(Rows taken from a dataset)

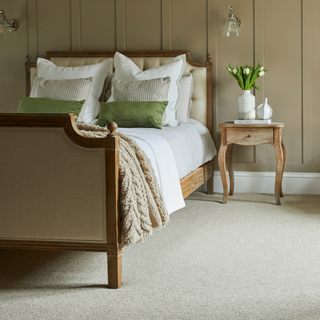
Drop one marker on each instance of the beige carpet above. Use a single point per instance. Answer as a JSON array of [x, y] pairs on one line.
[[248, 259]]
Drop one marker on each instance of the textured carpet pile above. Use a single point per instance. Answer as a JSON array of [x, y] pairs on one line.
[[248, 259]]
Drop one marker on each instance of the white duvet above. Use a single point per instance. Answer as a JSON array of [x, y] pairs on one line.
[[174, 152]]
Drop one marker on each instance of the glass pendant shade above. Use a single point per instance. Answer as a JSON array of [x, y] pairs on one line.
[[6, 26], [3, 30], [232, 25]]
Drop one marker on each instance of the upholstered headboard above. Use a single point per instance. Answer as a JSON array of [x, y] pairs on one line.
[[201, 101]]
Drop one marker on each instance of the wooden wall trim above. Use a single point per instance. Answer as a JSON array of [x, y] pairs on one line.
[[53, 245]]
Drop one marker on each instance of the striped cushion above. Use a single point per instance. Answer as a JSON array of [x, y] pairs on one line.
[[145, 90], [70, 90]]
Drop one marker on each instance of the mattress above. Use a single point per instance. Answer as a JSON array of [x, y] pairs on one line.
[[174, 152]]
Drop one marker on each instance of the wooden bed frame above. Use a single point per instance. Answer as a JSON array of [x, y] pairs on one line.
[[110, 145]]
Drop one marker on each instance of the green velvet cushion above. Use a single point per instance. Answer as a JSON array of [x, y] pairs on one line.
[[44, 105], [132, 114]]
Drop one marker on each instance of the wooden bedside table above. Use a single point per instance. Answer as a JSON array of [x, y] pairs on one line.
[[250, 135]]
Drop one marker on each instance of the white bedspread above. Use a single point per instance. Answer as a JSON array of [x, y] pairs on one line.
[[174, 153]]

---

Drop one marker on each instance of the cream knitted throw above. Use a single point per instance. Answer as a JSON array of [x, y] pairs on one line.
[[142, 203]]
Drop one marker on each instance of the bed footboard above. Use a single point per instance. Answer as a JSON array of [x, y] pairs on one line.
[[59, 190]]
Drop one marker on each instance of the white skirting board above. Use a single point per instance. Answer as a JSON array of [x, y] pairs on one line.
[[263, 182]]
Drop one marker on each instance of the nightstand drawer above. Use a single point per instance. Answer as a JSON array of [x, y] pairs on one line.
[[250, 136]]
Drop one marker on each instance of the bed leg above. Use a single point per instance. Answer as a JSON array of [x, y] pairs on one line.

Exercise goal – Collect each line of the entries above that contains the word "carpet", and copy every such line in full.

Problem solution –
Drop one marker on each instance of the beige carpet above. Use a single point per instance. Answer as a JSON array of [x, y] pairs on one line.
Drop one marker on each instance of the textured carpet pile above. Use a single point per instance. Answer as a JSON array of [x, y] pairs on one line.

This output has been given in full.